PROBLEM:
Collect each line in the records below that contains the string "positive", where case counts.

[Source data]
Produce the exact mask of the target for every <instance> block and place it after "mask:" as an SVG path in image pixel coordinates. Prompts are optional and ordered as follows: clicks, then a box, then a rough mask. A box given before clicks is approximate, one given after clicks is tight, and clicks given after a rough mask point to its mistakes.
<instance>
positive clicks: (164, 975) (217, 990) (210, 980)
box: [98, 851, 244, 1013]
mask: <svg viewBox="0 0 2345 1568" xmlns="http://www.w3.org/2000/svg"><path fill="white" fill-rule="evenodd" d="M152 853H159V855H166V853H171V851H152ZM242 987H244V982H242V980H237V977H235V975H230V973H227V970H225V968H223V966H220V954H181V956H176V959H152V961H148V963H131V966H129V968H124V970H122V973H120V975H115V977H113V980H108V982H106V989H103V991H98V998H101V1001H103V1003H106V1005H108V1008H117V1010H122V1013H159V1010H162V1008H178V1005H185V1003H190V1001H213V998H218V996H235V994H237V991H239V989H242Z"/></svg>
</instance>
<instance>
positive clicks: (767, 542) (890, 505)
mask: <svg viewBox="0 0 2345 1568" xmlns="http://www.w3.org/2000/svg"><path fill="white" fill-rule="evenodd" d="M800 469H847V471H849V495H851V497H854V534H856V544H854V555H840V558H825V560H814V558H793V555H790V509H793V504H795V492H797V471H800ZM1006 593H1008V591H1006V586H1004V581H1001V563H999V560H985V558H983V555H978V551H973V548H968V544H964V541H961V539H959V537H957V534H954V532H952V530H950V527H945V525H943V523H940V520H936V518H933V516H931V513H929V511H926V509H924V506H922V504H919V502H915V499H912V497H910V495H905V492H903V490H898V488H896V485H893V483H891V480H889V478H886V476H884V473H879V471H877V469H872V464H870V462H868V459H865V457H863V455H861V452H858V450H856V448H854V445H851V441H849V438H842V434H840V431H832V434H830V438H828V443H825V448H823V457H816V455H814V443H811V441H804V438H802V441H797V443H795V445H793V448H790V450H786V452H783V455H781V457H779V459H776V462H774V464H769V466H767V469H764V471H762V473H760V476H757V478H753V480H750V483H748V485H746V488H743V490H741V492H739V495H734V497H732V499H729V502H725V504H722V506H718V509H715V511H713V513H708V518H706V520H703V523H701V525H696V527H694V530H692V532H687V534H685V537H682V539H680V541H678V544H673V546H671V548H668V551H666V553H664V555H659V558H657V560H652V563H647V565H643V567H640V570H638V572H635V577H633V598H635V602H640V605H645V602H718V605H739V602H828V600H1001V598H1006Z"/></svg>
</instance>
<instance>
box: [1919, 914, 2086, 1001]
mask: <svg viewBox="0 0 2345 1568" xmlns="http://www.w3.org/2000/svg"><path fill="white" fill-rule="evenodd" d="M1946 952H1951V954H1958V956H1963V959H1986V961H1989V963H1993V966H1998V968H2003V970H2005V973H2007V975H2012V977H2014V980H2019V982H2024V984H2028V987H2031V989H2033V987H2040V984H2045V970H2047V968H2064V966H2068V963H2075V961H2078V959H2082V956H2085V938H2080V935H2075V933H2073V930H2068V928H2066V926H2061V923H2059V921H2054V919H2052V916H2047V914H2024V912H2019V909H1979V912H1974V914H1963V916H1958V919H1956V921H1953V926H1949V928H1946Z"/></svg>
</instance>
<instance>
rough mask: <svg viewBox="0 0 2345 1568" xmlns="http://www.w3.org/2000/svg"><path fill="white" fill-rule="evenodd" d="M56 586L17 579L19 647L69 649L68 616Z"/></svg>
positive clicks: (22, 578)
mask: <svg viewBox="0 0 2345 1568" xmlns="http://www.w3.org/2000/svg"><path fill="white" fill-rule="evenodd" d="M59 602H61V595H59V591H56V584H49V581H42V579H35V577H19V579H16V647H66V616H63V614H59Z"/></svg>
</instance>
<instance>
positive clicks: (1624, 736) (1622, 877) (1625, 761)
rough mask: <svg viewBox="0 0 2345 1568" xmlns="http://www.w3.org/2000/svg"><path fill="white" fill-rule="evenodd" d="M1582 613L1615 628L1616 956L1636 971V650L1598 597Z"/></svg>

THE COMPLETED TASK:
positive clicks: (164, 975) (217, 990) (210, 980)
positive clicks: (767, 542) (890, 505)
positive clicks: (22, 578)
positive clicks: (1624, 736) (1622, 877) (1625, 761)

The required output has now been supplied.